→ INPUT DATA
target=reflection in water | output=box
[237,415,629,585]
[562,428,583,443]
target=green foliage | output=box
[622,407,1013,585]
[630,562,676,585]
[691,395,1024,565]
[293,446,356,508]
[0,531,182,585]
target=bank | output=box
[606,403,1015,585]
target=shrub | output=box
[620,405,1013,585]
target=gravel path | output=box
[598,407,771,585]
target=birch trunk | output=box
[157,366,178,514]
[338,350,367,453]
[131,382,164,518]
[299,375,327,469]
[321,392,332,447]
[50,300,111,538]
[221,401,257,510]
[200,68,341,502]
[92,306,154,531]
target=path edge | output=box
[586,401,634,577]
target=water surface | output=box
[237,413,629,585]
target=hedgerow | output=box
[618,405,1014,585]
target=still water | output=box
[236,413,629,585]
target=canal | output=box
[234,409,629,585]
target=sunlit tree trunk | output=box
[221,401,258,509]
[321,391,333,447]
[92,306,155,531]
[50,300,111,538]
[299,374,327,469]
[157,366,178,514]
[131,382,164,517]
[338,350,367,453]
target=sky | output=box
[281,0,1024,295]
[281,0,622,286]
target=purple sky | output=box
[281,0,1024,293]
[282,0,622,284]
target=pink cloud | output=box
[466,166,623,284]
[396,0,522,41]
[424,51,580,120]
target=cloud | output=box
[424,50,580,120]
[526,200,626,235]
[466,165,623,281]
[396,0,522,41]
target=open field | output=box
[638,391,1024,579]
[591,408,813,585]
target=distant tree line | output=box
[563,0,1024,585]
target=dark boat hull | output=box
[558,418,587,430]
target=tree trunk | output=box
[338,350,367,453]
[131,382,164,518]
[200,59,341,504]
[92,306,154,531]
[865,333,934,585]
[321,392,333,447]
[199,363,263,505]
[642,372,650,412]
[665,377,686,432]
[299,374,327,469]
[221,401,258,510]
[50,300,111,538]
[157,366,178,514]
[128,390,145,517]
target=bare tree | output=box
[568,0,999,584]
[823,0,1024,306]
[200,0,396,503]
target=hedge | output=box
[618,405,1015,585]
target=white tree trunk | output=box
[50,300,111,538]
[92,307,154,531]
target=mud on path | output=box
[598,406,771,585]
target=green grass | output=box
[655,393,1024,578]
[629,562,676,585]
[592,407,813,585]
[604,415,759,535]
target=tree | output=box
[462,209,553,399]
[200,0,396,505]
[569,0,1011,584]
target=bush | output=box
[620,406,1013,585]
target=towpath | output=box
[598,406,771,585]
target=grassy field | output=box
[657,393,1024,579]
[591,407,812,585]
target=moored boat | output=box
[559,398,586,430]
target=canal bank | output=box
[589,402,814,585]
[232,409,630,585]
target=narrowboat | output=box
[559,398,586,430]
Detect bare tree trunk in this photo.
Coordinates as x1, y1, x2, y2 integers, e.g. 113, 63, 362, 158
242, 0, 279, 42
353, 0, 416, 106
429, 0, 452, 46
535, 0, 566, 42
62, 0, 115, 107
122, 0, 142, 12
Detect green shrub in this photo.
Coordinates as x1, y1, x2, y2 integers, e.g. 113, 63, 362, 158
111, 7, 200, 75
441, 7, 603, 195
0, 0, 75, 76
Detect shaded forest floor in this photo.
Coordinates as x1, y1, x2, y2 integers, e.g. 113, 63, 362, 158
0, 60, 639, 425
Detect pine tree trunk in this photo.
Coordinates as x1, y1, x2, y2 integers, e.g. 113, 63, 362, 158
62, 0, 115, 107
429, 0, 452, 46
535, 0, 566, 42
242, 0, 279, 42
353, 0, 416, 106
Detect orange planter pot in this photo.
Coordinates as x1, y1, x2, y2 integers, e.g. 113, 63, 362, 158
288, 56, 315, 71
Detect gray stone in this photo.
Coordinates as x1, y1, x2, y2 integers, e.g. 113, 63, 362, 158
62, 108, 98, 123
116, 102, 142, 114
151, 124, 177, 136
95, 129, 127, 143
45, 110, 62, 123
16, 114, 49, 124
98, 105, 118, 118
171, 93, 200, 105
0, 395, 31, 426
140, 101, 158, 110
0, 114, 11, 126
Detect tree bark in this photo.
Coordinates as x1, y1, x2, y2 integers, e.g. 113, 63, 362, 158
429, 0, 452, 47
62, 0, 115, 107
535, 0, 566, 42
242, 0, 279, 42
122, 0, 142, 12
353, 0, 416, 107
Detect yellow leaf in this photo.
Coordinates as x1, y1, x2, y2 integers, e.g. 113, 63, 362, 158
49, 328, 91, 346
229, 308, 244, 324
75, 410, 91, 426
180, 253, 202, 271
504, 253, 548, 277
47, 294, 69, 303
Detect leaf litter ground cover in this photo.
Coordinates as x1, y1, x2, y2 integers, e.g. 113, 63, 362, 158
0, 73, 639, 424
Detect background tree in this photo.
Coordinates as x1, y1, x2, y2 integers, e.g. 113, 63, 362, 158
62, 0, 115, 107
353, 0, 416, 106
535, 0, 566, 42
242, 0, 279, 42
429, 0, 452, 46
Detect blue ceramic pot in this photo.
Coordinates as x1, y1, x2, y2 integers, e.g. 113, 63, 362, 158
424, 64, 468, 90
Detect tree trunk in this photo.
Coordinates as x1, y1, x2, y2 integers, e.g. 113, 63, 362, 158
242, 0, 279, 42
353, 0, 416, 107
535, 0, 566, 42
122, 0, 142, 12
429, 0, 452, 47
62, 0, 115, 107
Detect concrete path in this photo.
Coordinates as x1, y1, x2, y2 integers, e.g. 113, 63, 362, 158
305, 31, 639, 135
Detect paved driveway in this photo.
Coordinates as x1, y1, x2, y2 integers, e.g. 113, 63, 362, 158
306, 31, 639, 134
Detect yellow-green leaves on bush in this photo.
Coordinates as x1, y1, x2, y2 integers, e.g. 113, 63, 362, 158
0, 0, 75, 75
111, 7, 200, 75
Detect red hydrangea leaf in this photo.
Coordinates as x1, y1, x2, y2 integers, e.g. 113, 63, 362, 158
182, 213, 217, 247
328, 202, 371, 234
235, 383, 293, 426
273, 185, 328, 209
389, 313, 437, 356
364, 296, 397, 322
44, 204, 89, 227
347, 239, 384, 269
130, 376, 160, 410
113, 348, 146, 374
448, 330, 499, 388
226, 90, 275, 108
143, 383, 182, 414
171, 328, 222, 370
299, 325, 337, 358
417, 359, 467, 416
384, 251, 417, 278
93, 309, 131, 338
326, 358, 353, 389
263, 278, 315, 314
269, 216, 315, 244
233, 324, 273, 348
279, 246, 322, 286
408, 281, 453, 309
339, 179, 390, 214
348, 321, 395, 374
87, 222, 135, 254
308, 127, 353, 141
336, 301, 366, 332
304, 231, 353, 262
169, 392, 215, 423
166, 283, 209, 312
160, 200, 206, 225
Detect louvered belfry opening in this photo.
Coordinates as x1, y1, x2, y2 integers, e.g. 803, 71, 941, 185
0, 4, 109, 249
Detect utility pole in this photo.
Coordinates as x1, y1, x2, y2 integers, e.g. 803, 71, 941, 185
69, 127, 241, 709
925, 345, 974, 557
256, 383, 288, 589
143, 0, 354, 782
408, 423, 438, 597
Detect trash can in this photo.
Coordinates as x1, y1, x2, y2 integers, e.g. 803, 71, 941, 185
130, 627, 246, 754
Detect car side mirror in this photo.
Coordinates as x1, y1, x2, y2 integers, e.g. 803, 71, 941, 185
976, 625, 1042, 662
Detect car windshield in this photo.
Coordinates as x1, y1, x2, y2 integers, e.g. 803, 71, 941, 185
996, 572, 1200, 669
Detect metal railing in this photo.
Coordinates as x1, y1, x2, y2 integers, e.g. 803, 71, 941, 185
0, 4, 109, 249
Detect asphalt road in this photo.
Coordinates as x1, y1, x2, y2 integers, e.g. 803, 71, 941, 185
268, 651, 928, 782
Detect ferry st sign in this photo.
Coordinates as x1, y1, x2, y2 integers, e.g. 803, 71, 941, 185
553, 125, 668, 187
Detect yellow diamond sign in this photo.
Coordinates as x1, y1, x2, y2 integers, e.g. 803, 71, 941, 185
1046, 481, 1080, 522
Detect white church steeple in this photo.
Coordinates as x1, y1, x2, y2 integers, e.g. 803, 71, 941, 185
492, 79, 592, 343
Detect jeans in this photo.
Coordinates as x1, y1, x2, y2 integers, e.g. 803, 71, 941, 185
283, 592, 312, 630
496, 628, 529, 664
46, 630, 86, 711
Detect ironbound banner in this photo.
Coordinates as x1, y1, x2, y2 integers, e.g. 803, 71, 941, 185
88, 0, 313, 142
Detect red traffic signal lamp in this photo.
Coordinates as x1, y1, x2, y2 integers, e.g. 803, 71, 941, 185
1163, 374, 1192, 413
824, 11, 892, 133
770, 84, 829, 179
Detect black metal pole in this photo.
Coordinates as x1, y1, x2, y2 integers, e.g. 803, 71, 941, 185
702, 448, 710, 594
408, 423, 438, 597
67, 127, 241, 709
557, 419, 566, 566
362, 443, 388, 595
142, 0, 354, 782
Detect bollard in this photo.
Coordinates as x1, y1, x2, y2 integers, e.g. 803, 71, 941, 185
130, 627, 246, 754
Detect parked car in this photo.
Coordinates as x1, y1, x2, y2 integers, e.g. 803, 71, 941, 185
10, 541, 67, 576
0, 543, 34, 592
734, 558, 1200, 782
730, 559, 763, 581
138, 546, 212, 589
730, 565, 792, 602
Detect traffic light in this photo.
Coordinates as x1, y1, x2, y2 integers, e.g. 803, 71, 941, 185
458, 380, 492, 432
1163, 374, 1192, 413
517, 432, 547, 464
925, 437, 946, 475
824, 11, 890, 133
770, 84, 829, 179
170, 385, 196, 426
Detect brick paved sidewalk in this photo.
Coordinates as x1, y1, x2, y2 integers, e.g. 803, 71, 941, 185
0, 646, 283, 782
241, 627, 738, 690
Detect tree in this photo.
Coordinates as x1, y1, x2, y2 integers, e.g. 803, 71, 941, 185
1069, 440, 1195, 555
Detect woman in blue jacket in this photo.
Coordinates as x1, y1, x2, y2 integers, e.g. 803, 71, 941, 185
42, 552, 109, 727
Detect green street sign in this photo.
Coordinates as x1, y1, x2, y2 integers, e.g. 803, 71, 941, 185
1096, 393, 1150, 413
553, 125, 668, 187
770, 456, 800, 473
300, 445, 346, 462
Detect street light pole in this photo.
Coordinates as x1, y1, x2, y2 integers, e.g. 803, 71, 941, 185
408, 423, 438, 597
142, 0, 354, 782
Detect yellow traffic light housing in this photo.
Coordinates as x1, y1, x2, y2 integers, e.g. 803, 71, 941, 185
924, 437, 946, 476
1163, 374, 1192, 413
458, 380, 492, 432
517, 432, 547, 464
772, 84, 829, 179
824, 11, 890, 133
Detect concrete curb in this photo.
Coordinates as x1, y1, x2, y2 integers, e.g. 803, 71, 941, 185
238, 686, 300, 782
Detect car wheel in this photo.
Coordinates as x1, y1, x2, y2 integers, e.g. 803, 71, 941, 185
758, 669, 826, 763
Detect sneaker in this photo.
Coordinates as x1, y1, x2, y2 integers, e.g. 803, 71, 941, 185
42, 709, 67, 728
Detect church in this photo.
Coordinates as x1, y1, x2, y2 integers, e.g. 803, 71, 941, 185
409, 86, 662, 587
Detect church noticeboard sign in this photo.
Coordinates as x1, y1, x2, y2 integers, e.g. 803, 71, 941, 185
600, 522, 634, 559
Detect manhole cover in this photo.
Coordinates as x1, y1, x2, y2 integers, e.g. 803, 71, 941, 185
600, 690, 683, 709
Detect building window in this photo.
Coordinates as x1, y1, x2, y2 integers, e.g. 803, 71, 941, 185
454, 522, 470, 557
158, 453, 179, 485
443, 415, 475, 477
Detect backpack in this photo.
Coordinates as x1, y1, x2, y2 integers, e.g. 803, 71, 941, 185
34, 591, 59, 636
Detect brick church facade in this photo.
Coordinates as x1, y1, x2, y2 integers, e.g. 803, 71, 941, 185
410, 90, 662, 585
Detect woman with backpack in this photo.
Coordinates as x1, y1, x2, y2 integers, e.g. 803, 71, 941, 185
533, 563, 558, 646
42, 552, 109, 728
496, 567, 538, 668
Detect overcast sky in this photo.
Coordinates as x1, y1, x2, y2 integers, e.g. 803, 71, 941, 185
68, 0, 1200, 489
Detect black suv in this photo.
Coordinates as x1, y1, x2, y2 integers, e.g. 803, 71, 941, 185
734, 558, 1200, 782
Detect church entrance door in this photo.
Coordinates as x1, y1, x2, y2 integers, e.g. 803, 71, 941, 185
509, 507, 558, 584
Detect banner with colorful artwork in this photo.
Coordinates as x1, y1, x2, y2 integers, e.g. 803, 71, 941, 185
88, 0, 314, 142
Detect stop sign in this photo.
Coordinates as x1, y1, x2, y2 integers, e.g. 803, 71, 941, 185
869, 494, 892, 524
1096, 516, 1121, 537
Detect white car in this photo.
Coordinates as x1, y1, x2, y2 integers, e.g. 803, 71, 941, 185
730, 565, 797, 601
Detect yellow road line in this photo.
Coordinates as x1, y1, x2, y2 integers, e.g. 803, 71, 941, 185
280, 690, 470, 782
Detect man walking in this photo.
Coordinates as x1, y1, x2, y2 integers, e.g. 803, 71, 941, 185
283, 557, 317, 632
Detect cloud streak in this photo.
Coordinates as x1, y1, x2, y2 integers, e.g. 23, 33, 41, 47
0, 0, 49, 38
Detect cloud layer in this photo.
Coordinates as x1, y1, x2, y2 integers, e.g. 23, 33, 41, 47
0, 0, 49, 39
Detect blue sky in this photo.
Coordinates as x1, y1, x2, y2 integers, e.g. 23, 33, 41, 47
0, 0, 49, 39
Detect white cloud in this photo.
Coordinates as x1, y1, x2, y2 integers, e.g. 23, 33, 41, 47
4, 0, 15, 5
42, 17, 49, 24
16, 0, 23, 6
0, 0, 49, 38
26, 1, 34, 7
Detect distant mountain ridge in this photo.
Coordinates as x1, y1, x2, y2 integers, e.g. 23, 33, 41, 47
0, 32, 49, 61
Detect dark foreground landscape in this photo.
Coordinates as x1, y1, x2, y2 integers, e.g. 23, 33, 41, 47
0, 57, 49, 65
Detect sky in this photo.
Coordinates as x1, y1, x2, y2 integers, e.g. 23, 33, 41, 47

→ WHAT IS ASKED
Can you reproduce the records starting at the first line and ending at the line that contains "[558,418,587,430]", substituting "river" for "canal" and keeping everything else the same?

→ WORKED ANSWER
target=reflection in water | output=box
[237,415,629,585]
[562,428,583,443]
target=green foliage | output=box
[622,407,1013,585]
[630,562,676,585]
[691,395,1024,565]
[293,446,356,508]
[0,531,182,585]
target=bank | output=box
[606,403,1015,585]
target=shrub | output=box
[620,405,1013,585]
target=gravel path | output=box
[598,407,771,585]
target=birch trunk | output=box
[157,366,178,514]
[338,350,367,453]
[131,382,164,518]
[299,375,327,469]
[321,392,332,447]
[50,300,111,538]
[221,401,257,510]
[200,68,341,502]
[92,306,154,531]
target=path edge | output=box
[586,401,634,577]
target=water surface | output=box
[237,413,629,585]
target=hedgerow | output=box
[618,405,1014,585]
target=still water | output=box
[236,413,629,585]
target=river | output=box
[234,409,629,585]
target=sunlit tree trunk | output=box
[221,401,258,509]
[321,391,333,447]
[92,306,155,531]
[50,300,111,538]
[299,374,327,469]
[157,366,178,514]
[131,382,164,517]
[338,350,367,453]
target=sky | output=box
[281,0,1024,295]
[281,0,622,286]
target=purple sky | output=box
[281,0,1024,293]
[282,0,622,284]
target=pink cloud | output=box
[466,166,623,284]
[396,0,522,41]
[424,51,580,120]
target=cloud | output=box
[424,50,580,120]
[526,200,626,235]
[466,165,623,281]
[396,0,522,41]
target=open field | output=box
[638,391,1024,579]
[591,408,813,585]
target=distant tree line | output=box
[563,0,1024,585]
target=dark boat hull | output=box
[558,418,587,430]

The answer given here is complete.